Copy out the entries below exactly as they stand, but only from the line containing "[indicate] fingers (a" through the line containing "[indicate] golden brown".
========
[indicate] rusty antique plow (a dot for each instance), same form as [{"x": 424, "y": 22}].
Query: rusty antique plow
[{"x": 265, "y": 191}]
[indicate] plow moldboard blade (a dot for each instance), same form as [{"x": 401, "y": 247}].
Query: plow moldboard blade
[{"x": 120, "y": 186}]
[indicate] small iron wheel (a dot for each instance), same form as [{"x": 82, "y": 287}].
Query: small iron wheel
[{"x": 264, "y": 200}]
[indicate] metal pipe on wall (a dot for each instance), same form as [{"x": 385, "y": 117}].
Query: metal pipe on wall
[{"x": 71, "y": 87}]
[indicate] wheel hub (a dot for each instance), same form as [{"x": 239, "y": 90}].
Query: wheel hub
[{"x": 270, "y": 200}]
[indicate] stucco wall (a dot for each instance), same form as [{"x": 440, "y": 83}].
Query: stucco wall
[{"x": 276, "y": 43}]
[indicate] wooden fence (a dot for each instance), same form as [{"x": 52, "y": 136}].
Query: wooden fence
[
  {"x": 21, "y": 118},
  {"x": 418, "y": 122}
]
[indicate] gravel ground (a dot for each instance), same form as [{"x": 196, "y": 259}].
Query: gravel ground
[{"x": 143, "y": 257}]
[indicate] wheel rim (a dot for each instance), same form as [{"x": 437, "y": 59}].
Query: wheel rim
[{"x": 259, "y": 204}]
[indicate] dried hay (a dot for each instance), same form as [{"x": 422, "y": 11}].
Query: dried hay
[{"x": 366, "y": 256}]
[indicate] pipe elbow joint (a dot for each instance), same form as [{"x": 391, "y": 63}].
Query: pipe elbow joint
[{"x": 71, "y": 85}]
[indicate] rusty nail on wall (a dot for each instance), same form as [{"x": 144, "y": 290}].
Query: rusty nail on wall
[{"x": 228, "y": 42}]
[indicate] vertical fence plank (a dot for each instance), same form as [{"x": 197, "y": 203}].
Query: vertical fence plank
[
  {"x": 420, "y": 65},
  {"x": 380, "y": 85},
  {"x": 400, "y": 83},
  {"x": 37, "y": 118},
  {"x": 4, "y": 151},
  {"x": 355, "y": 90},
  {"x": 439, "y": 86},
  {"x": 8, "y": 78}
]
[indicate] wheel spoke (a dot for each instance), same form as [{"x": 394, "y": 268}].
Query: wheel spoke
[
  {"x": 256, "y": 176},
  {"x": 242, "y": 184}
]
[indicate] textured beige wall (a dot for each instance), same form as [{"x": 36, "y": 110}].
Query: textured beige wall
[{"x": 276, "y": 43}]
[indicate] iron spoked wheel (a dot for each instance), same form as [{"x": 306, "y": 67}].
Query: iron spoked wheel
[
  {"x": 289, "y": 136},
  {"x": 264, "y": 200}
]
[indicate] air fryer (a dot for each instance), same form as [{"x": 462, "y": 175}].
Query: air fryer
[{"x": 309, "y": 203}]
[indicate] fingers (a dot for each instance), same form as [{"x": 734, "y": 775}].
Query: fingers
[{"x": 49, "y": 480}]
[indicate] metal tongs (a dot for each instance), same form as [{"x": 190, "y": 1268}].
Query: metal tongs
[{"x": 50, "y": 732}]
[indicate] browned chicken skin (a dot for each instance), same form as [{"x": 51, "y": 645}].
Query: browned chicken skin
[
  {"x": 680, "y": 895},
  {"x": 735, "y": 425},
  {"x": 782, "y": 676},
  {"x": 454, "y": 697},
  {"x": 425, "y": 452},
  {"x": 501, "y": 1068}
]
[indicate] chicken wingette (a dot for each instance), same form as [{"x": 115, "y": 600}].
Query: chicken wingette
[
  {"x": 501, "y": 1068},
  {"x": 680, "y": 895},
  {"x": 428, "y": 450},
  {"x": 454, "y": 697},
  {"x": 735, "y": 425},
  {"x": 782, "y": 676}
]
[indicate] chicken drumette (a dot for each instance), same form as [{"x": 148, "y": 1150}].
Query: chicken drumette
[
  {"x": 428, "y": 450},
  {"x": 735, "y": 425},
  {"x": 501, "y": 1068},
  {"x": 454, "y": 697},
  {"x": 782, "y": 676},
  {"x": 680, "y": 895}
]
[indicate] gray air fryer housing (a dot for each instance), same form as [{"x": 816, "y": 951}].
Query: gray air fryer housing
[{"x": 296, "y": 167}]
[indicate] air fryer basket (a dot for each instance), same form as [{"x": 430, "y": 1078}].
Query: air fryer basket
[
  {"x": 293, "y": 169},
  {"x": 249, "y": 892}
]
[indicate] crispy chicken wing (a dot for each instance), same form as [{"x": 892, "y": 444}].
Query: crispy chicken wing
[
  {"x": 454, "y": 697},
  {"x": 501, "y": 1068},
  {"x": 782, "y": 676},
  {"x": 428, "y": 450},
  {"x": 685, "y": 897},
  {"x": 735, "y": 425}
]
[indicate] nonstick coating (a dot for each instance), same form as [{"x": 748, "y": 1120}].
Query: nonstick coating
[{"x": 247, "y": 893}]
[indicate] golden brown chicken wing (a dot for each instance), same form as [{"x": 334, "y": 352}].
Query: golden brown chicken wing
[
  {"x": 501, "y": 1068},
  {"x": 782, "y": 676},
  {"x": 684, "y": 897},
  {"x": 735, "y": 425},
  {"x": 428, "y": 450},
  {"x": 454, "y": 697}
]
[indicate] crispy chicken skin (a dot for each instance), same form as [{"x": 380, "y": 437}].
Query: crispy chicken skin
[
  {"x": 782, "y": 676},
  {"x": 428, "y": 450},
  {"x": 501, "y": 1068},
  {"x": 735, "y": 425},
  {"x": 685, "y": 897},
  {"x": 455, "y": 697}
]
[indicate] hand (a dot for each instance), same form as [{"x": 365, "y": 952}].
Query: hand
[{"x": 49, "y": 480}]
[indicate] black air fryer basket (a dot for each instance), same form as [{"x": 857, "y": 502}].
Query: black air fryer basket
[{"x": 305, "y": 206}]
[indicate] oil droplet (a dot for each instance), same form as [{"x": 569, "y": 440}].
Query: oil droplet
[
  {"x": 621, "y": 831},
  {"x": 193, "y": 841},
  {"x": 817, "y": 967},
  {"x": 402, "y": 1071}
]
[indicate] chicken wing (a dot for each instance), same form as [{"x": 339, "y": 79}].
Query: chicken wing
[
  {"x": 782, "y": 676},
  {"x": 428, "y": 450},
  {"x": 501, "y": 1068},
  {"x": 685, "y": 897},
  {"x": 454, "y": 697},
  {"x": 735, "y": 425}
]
========
> _Exercise output_:
[indicate] fingers (a dot for each instance), same form as [{"x": 734, "y": 775}].
Query: fingers
[{"x": 49, "y": 480}]
[indicate] metal tongs (a dot for each instance), same form as [{"x": 190, "y": 1268}].
Query: metal tongs
[{"x": 50, "y": 732}]
[indicate] browned chicken skin (a dot for each instance), same form as [{"x": 51, "y": 645}].
Query: browned chicken skin
[
  {"x": 680, "y": 895},
  {"x": 735, "y": 425},
  {"x": 782, "y": 676},
  {"x": 454, "y": 697},
  {"x": 425, "y": 452},
  {"x": 501, "y": 1068}
]
[indicate] chicken wingette (a dot for each instance), same form as [{"x": 115, "y": 600}].
Query: chicken wingette
[
  {"x": 501, "y": 1068},
  {"x": 680, "y": 895},
  {"x": 428, "y": 450},
  {"x": 454, "y": 697},
  {"x": 735, "y": 425},
  {"x": 782, "y": 676}
]
[indicate] chicken drumette (a dot for each instance), same form as [{"x": 148, "y": 1150}].
Query: chicken drumette
[
  {"x": 428, "y": 450},
  {"x": 735, "y": 425},
  {"x": 501, "y": 1068},
  {"x": 454, "y": 697},
  {"x": 782, "y": 676},
  {"x": 680, "y": 895}
]
[indicate] gray air fryer housing (a dot for each instance), same form as [{"x": 816, "y": 951}].
Query: gray air fryer housing
[{"x": 296, "y": 167}]
[indicate] air fryer basket (a dot for each instance), same form as [{"x": 430, "y": 1078}].
Query: air fryer basket
[
  {"x": 293, "y": 169},
  {"x": 249, "y": 892}
]
[indicate] crispy chicken wing (a dot for each instance), same form as [{"x": 892, "y": 444}].
Query: crispy chicken wing
[
  {"x": 454, "y": 697},
  {"x": 501, "y": 1068},
  {"x": 782, "y": 676},
  {"x": 428, "y": 450},
  {"x": 685, "y": 897},
  {"x": 735, "y": 425}
]
[indicate] nonstick coating (a dot for each instance), same form as [{"x": 748, "y": 1120}].
Query: nonstick coating
[{"x": 247, "y": 893}]
[indicate] golden brown chicken wing (a dot for each instance), same form as [{"x": 334, "y": 352}].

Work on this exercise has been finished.